Step 2: Set up the model

After you log on, click your profile picture in the upper-right corner and select Settings from the drop-down menu.
In the navigation pane on the left, select Model Provider. On the right, find Qwen and install it.
After the model is installed, click API-Key Setup. Enter your API key from Alibaba Cloud Model Studio.
Configure the System Model Settings as needed.

Step 3: Create a knowledge base

At the top of the page, click Knowledge, and then click Create Knowledge.
Click Import from file. Download the sample data by clicking README.md. Then, upload the sample data file.
Modify the parameters and click Save & Process.
This example modifies the following parameters:
- Maximum chunk length: Set it to 1024.
- Embedding Model: Select text-embedding-v1.
After the process is complete, the knowledge base is created.

Step 4: Verify vector retrieval

Log on to the Vector Retrieval Service for Milvus console and select your Milvus instance. In the upper-right corner, click Attu Manager to open the Attu page. You can see that the corresponding collection data is imported. For more information, see Manage Milvus instances with Attu.

· · · · ·

▶ _Tasks and exercises_:
1. Return, word for word, the stretch of the Milvus setup guide from "Step 2: Set" through "Save & Process.".
2. Write the next part of the Milvus setup guide, starting after its final sentence.

· · · · ·

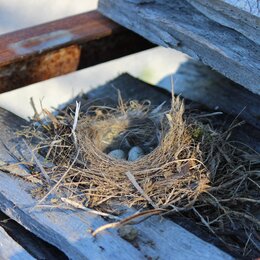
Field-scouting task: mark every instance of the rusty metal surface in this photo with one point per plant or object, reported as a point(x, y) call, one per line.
point(60, 47)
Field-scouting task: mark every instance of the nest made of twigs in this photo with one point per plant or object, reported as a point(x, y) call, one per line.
point(188, 166)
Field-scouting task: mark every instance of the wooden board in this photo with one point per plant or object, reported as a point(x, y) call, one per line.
point(63, 46)
point(69, 230)
point(242, 15)
point(9, 249)
point(196, 82)
point(176, 24)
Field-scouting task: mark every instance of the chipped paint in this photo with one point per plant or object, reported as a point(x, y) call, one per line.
point(42, 42)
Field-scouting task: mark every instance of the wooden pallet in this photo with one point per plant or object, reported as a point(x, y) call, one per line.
point(54, 49)
point(177, 24)
point(70, 230)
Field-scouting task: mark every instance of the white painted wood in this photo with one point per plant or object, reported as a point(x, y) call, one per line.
point(243, 15)
point(176, 24)
point(9, 249)
point(70, 231)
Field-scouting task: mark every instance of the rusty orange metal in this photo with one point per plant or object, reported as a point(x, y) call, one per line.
point(60, 47)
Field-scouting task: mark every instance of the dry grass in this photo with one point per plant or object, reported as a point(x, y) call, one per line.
point(189, 167)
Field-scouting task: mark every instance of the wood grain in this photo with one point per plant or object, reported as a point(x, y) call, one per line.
point(9, 249)
point(242, 16)
point(70, 231)
point(63, 46)
point(177, 24)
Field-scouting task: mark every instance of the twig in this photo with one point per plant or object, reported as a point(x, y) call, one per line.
point(131, 177)
point(60, 180)
point(42, 171)
point(73, 130)
point(128, 220)
point(80, 206)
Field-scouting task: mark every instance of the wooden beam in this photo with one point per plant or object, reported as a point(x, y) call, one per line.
point(242, 16)
point(70, 231)
point(177, 24)
point(63, 46)
point(9, 249)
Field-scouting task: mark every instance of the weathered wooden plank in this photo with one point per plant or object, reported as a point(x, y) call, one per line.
point(196, 82)
point(178, 25)
point(70, 230)
point(9, 249)
point(63, 46)
point(242, 15)
point(34, 245)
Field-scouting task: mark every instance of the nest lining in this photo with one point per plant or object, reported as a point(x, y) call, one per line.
point(188, 166)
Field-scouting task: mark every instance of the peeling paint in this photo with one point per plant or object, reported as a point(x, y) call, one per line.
point(41, 43)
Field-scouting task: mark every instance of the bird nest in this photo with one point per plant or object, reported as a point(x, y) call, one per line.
point(186, 166)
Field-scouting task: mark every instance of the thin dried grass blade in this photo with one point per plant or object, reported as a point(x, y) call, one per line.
point(131, 178)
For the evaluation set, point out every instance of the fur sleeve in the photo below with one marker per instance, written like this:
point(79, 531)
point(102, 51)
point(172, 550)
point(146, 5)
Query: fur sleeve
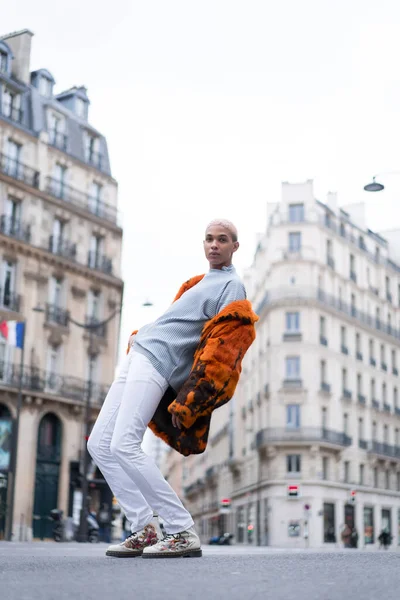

· · · · ·

▶ _Answers provided_:
1.
Step 2: Set up the model

After you log on, click your profile picture in the upper-right corner and select Settings from the drop-down menu.
In the navigation pane on the left, select Model Provider. On the right, find Qwen and install it.
After the model is installed, click API-Key Setup. Enter your API key from Alibaba Cloud Model Studio.
Configure the System Model Settings as needed.

Step 3: Create a knowledge base

At the top of the page, click Knowledge, and then click Create Knowledge.
Click Import from file. Download the sample data by clicking README.md. Then, upload the sample data file.
Modify the parameters and click Save & Process.

2.
Step 5: Verify the RAG performance

At the top of the page, click Studio to return to the home page. Select Create from Template.
In the search box, search for and use the Knowledge Retrieval + Chatbot template.
In the dialog box that appears, click Create.
Select the KNOWLEDGE RETRIEVAL node. Set the knowledge base to the one that you created in the previous step.
Select the LLM node and set the model to qwen-max.
In the upper-right corner, click Publish, and select Update.
Run the workflow to open the test page. Enter a question related to the content in the knowledge base to receive an answer.